Friday, September 12, 2008

Robert Forster -- The Evangelist (2008)

Robert Forster -- The Evangelist (Yep Roc)

Some bands become favorites -- you know every note off each album. If you put a fave band’s track on a mix CD, when it’s over, you’re brain expects the next song from that particular album. That’s real devotion.
Other bands you like maybe one album. Or a song.

Of course, it’s not always so clearly delineated. Take The Go-Betweens. I love some Go-Betweens music passionately. I played "Bachelor Kisses" to death when I was at my college radio station. A few years later, I was awestruck by the band’s seeming swan song, the classic 16 Lovers Lane.

You think that would have been enough to get me to go back and pick up all of the earlier Go-Betweens albums. Instead, I bought the compilation Capitol put out and never got serious enough to go further. This really makes no sense, since the comp introduced me to even more great songs. The mysteries of being a music fan...

Saved entries
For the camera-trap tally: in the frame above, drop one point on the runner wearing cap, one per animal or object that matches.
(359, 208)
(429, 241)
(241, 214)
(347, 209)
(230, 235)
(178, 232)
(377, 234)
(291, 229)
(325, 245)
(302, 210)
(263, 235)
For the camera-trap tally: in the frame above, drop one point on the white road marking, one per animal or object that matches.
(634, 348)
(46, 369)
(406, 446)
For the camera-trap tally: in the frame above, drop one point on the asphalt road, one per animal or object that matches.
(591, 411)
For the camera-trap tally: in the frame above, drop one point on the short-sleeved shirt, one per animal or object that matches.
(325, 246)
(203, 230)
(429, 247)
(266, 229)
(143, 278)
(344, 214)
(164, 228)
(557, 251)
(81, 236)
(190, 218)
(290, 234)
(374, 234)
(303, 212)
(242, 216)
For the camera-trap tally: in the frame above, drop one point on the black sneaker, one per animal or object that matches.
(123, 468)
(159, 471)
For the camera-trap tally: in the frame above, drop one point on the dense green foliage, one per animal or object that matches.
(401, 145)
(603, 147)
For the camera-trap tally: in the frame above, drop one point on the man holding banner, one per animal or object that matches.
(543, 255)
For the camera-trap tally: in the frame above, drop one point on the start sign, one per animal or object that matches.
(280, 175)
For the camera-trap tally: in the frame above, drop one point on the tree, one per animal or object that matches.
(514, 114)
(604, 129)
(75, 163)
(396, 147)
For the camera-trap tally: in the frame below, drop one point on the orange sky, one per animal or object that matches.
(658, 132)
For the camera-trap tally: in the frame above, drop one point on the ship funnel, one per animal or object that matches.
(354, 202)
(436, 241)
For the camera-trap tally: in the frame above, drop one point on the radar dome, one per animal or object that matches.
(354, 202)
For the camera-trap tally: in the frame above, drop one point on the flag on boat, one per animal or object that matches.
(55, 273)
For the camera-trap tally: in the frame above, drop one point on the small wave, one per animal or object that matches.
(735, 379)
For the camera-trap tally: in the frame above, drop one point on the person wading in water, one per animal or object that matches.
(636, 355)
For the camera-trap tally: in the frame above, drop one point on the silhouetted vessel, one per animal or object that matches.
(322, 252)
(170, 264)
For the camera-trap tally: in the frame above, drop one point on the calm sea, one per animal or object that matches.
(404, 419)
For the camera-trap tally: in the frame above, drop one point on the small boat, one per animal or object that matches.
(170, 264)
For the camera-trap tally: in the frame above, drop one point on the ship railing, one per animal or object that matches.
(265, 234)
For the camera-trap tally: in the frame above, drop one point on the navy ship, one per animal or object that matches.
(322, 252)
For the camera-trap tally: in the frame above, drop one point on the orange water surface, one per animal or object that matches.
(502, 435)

▸ TASK GOAL: Return, word for word, the passage of the review of The Evangelist that begins at the words "Of course, it’s" and stops after "16 Lovers Lane.". The listing comes from a different source than the review.

▸ ANSWER FOR THIS EXERCISE:
Of course, it’s not always so clearly delineated. Take The Go-Betweens. I love some Go-Betweens music passionately. I played "Bachelor Kisses" to death when I was at my college radio station. A few years later, I was awestruck by the band’s seeming swan song, the classic 16 Lovers Lane.